[ARTICLE]
# Jinma 284



## Natesluder (Mar 6, 2021)

Hi there so much have one of these tractors and got it when the person before ran out of gas so do I need to bleed the fuel system ? Because it will not start thanks for ur time


----------



## pogobill (Jan 31, 2012)

Welcome to the forum Natesluder.
Did it run out of gas or Diesel fuel. If it ran out of gas you may have bigger problems than your think.
The Jinma 284 came with a diesel, and yes, you may need to bleed the system to get it going.
Here is a bit of a manual


http://docshare01.docshare.tips/files/4349/43497835.pdf


----------



## BigT (Sep 15, 2014)

Do not put gas in that tractor. It's too volatile and will quickly damage the engine. If you put gas in the tank, drain it all out and completely purge the system with diesel.


----------



## Natesluder (Mar 6, 2021)

pogobill said:


> Welcome to the forum Natesluder.
> Did it run out of gas or Diesel fuel. If it ran out of gas you may have bigger problems than your think.
> The Jinma 284 came with a diesel, and yes, you may need to bleed the system to get it going.
> Here is a bit of a manual
> ...

[TASKS TO PERFORM]
[1] Answer these questions using the Jinma 284 thread:
(a) What kind of engine did the Jinma 284 come with?
(b) What does BigT say to do if gas was put in the tank?
(c) Who welcomed Natesluder to the forum?
[2] List every distinct username that appears as a post author in the Jinma 284 thread.
[3] Continue the Jinma 284 thread from the point where it stops.
You won't need the entries to complete this work.

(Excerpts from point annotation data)
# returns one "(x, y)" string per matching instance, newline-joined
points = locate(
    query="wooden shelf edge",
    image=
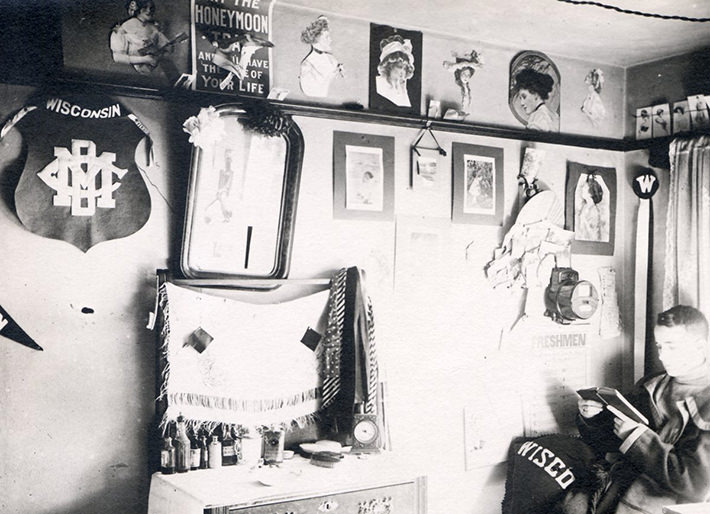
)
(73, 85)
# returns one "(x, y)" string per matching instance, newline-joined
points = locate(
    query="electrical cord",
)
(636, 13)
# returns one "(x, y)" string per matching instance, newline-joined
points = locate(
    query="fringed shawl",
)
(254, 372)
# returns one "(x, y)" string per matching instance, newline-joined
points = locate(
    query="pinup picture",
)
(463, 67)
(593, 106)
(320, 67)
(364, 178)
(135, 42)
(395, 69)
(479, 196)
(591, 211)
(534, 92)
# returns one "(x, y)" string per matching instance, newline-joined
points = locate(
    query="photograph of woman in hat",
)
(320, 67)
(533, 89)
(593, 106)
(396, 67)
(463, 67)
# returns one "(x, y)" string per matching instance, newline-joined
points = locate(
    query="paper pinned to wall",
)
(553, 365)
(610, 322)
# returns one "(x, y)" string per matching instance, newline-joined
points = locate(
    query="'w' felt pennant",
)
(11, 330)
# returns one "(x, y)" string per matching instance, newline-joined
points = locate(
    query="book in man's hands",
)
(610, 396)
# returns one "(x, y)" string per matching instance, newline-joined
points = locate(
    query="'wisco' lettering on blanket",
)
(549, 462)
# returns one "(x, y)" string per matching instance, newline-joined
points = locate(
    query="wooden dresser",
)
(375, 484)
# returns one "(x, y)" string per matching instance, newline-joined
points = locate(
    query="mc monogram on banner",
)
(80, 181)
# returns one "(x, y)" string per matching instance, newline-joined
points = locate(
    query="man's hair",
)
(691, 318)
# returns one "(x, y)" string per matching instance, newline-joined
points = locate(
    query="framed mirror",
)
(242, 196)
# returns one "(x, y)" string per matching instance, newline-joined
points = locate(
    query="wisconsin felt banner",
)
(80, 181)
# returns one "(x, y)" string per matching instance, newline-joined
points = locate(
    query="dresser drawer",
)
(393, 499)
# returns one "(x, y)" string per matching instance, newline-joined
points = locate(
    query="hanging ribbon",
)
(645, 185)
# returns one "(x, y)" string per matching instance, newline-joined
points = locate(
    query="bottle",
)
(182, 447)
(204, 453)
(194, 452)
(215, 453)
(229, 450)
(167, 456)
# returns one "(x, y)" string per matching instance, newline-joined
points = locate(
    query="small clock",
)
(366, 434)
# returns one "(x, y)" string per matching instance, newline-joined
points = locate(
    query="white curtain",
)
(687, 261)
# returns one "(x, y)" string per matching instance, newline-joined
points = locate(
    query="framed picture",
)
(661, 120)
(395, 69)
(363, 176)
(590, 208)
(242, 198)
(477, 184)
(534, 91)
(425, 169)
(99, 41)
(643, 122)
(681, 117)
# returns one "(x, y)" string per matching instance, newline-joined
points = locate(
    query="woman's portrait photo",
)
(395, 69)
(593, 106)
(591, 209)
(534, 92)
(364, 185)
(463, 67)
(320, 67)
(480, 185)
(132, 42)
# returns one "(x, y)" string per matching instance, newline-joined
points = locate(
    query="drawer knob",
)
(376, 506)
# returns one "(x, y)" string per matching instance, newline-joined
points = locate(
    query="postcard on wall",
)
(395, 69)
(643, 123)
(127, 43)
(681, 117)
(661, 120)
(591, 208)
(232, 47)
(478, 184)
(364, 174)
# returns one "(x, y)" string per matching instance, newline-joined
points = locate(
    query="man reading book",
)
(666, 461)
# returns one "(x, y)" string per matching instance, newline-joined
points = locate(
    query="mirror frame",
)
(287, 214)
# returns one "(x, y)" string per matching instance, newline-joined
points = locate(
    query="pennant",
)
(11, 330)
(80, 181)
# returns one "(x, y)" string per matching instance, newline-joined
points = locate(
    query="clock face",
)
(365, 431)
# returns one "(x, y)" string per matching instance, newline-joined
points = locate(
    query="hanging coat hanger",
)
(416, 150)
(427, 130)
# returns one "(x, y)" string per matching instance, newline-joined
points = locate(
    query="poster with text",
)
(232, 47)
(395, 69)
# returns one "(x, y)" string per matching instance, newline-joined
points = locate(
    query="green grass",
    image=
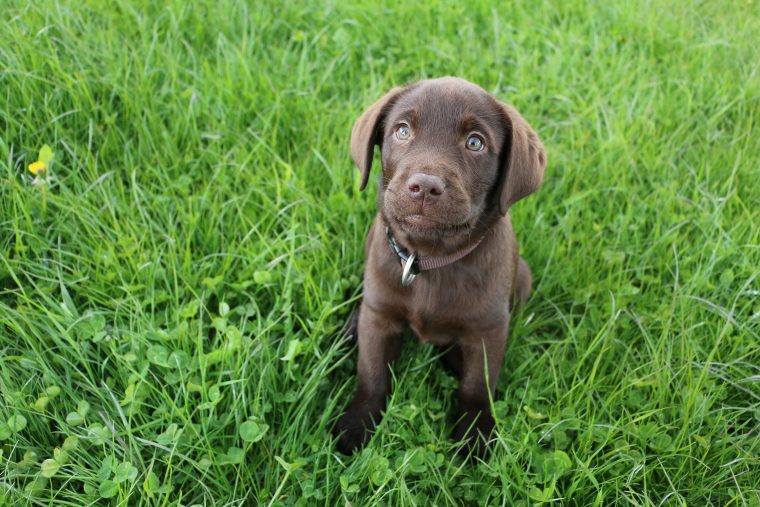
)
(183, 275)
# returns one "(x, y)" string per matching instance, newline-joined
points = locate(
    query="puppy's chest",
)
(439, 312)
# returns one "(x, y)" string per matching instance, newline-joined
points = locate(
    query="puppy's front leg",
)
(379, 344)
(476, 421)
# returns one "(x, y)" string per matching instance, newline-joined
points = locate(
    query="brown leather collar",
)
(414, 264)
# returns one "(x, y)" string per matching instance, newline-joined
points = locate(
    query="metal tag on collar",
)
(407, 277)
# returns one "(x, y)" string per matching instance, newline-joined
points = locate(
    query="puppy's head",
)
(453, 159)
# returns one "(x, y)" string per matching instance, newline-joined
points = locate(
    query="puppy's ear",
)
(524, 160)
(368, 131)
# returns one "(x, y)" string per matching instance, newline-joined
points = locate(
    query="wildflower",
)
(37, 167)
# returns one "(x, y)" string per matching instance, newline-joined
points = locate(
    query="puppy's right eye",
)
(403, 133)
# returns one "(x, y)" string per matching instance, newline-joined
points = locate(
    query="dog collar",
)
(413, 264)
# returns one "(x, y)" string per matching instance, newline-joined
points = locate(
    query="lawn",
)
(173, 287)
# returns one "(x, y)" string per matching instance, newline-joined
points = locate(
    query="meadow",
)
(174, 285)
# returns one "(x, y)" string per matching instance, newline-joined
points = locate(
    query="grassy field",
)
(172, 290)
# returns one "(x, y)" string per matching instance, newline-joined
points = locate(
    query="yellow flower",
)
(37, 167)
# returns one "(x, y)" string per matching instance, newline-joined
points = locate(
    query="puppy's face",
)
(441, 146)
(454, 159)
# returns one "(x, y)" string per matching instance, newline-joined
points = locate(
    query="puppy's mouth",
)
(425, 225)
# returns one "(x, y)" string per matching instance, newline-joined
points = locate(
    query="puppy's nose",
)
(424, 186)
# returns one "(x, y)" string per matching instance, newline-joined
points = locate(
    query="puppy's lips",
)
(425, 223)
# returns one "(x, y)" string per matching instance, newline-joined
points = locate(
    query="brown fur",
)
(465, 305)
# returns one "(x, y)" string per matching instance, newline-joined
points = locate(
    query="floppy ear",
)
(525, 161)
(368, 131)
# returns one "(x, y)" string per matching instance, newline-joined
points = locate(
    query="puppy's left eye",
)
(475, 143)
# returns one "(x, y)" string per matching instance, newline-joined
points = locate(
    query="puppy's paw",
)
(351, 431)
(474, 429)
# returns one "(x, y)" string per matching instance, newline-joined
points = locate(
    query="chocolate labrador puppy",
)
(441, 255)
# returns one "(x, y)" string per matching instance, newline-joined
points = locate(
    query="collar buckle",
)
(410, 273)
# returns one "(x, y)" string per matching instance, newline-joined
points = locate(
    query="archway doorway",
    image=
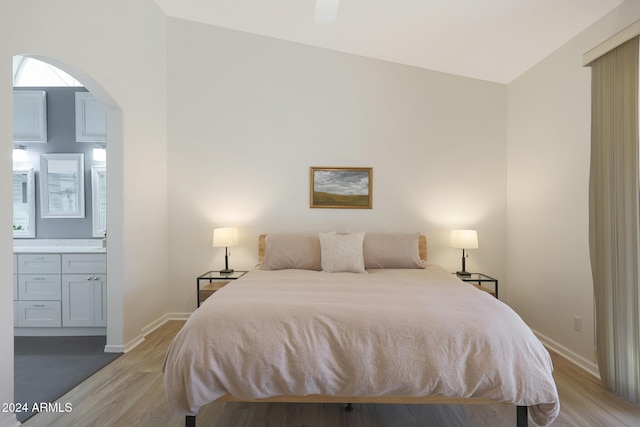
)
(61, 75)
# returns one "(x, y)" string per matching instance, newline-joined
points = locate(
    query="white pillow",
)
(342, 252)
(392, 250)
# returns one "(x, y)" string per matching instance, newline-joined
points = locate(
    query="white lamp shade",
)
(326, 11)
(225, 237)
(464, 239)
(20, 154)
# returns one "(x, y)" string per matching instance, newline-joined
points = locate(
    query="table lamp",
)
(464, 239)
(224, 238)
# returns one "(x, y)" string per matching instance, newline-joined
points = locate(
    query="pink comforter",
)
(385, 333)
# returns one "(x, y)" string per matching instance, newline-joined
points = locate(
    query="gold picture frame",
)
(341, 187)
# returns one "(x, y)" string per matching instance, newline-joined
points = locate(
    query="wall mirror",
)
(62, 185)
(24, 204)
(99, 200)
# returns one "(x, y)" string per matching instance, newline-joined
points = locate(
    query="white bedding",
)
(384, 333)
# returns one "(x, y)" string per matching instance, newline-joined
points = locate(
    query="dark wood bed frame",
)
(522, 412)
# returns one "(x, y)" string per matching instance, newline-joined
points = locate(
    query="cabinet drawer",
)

[THE ANSWERS]
[1]
(a) A diesel.
(b) Drain it all out and completely purge the system with diesel.
(c) pogobill.

[2] Natesluder, pogobill, BigT

[3]
thank u for the info no gas was ran in it just ran out of Diesel fuel lol so I Read that whole manual and no where does it talk about bleeding the fuel system .I did find out online just googling ran out of Diesel in a tractor and had said need to bleed system


----------



## BigT (Sep 15, 2014)

OK Natesluder,

Get yourself a plastic spray bottle and put some diesel fuel in it. Watch the attached video:






PS: Your tractor doesn't have to be in a pigpen to do this!! note that he sprayed faster when th engine bogged down to keep it running.


----------



## Natesluder (Mar 6, 2021)

BigT said:


> OK Natesluder,
> 
> Get yourself a plastic spray bottle and put some diesel fuel in it. Watch the attached video:
> 
> ...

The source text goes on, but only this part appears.